##### DATA TO USE

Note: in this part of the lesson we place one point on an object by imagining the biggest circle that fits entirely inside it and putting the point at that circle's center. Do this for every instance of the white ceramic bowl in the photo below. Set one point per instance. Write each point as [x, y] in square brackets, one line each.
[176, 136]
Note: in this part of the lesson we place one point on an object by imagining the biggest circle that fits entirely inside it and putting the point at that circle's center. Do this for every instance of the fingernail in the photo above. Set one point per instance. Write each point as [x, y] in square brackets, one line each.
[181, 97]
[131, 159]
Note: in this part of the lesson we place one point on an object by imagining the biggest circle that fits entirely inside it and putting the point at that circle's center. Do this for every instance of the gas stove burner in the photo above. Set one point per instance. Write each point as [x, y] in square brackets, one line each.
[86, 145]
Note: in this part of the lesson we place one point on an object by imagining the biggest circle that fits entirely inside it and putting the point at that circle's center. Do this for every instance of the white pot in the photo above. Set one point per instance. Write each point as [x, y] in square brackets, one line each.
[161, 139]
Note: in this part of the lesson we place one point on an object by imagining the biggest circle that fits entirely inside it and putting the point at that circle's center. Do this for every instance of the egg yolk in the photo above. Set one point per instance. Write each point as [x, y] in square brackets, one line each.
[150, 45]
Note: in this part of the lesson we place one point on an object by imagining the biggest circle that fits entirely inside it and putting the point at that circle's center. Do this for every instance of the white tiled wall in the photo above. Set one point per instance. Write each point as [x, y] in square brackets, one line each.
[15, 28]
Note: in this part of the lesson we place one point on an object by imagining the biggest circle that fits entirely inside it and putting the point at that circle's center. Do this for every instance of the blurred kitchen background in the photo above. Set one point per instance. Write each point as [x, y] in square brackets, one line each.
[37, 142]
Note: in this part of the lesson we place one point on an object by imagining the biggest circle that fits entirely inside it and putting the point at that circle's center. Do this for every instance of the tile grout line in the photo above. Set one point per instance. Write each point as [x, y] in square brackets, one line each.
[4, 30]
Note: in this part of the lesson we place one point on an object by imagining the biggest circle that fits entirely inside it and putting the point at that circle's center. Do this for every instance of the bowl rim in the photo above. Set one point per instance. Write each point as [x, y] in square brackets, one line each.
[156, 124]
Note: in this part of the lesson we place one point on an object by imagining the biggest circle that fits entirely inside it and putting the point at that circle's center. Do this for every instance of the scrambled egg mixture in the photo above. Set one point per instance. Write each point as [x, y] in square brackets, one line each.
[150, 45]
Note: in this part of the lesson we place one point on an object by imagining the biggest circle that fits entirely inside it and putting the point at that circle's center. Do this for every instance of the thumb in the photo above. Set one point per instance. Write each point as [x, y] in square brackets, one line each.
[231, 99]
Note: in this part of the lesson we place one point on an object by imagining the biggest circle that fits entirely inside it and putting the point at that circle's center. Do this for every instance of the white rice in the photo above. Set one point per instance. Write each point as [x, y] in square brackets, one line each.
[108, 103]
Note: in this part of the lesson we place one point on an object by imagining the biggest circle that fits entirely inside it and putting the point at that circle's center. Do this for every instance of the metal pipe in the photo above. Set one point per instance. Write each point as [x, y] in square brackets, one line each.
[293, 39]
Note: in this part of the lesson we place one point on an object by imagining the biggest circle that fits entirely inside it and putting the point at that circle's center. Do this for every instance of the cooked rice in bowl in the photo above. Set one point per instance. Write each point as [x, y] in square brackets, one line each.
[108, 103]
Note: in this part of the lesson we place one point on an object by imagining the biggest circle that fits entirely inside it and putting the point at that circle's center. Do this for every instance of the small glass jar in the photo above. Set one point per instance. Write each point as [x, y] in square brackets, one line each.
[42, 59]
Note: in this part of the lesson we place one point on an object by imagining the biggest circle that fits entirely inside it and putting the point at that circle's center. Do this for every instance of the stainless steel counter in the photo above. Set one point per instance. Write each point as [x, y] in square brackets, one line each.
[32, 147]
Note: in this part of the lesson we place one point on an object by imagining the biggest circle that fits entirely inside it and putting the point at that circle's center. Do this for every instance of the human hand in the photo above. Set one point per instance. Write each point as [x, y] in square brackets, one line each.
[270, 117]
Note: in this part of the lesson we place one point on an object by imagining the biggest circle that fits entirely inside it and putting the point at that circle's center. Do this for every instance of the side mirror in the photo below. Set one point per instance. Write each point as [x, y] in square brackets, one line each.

##########

_WORK TO BE COMPLETED_: Copy all of the material word for word.

_FINISHED TASK_:
Note: in this part of the lesson we place one point on an object by imagining the biggest circle that fits entirely inside it and putting the point at that circle's center. Do this for every instance of the white ceramic bowl in the photo below. Set one point per instance. Write each point as [x, y] in square brackets, one line each.
[176, 136]
Note: in this part of the lesson we place one point on an object by imagining the biggest circle that fits entirely inside it and putting the point at that circle's center. Do this for every instance of the fingernail in the photo above. Set one point per instance. Write each point as [x, y] in square brackets, one line each.
[181, 97]
[131, 159]
Note: in this part of the lesson we place one point on an object by imagining the biggest circle that fits entirely inside it and putting the point at that circle's center. Do this for every instance of the gas stove burner in the photo above. Set one point per instance. Write each point as [x, y] in square brackets, one line each.
[86, 145]
Note: in this part of the lesson we place one point on an object by imagining the biggest circle that fits entirely inside it and putting the point at that circle's center. Do this for every instance of the white pot in the photo above. Set one point per instance. Write each point as [x, y] in square brackets, one line each.
[161, 139]
Note: in this part of the lesson we place one point on an object by imagining the biggest circle that fits entirely inside it and putting the point at that circle's center. Do this for every instance of the egg yolk in the photo above. Set one point per instance. Write each point as [x, y] in square brackets, one line each.
[150, 45]
Note: in this part of the lesson we place one point on an object by imagining the biggest circle that fits entirely inside it and putting the point at that circle's center. Do this for every instance of the white tiled wall in the photo above. Set one point per instance. Write each point as [x, y] in square brackets, one line each.
[15, 28]
Note: in this part of the lesson we place one point on an object by imagining the biggest circle that fits entirely inside it and putting the point at that circle's center. Do this for every instance of the blurred kitchen background in the photo above. Set one point per instance. Write each point as [x, y] in square brackets, one line each.
[37, 142]
Note: in this part of the lesson we place one point on an object by imagining the biggest circle that fits entirely inside it and putting the point at that circle's center. Do this for every instance of the tile grout line in the photo above. Set one point per instance. Write each point as [x, y] in square brackets, one line each.
[4, 30]
Note: in this part of the lesson we place one point on an object by imagining the biggest circle that fits entirely inside it and putting the point at that circle's center. Do this for every instance of the bowl rim in the photo above. Set one point per instance. Write each point as [x, y] in square brackets, one line each.
[156, 124]
Note: in this part of the lesson we place one point on an object by imagining the biggest circle that fits entirely inside it and putting the point at that circle's center. Do this for every instance of the scrambled egg mixture in the photo above. Set one point per instance. Write each point as [x, y] in square brackets, one line each.
[150, 45]
Note: in this part of the lesson we place one point on an object by imagining the biggest circle that fits entirely inside it and putting the point at that circle's center. Do this for every instance of the thumb in the photo above. Set one point per instance. Write each point as [x, y] in square brackets, one line each.
[231, 99]
Note: in this part of the lesson we place one point on an object by imagining the biggest circle that fits entirely inside it and putting the point at that circle's center. Do this for every instance of the white rice in the photo above. Set one point per instance. Write each point as [x, y] in square brackets, one line each.
[108, 103]
Note: in this part of the lesson we place one point on an object by imagining the biggest circle that fits entirely inside it and putting the point at that circle's center. Do this for every instance of the metal pipe in the photo above. Set one point per instance. Write each point as [x, y] in square brackets, one line each.
[293, 39]
Note: in this part of the lesson we place one point on an object by imagining the biggest circle that fits entirely inside it and putting the point at that circle's center. Do this for every instance of the cooked rice in bowl in the photo above. Set one point per instance. Write each point as [x, y] in square brackets, one line each.
[108, 103]
Note: in this part of the lesson we place one point on an object by imagining the biggest circle that fits entirely inside it and putting the point at that circle's center. Do this for every instance of the small glass jar in the photo above. Set one point per instance. Write each point as [x, y] in square brackets, one line each.
[42, 59]
Note: in this part of the lesson we place one point on an object by imagining the biggest circle that fits entirely inside it and putting the point at that circle's center. Do this for every instance of the stainless steel counter in the photo above. Set one point per instance. Write each point as [x, y] in square brackets, one line each.
[32, 147]
Note: in this part of the lesson we place one point on an object by imagining the biggest circle that fits entirely inside it and putting the point at that circle's center. Do this for every instance of the human hand in the photo above. Set one point per instance. Write each point as [x, y] in square brackets, one line each.
[270, 117]
Note: in this part of the lesson we place one point on an object by imagining the biggest circle that fits entirely inside it and putting the point at that circle's center. Do this for every instance of the side mirror in the photo below. Set one point per instance. Write each point as [x, y] in square brackets, one line each.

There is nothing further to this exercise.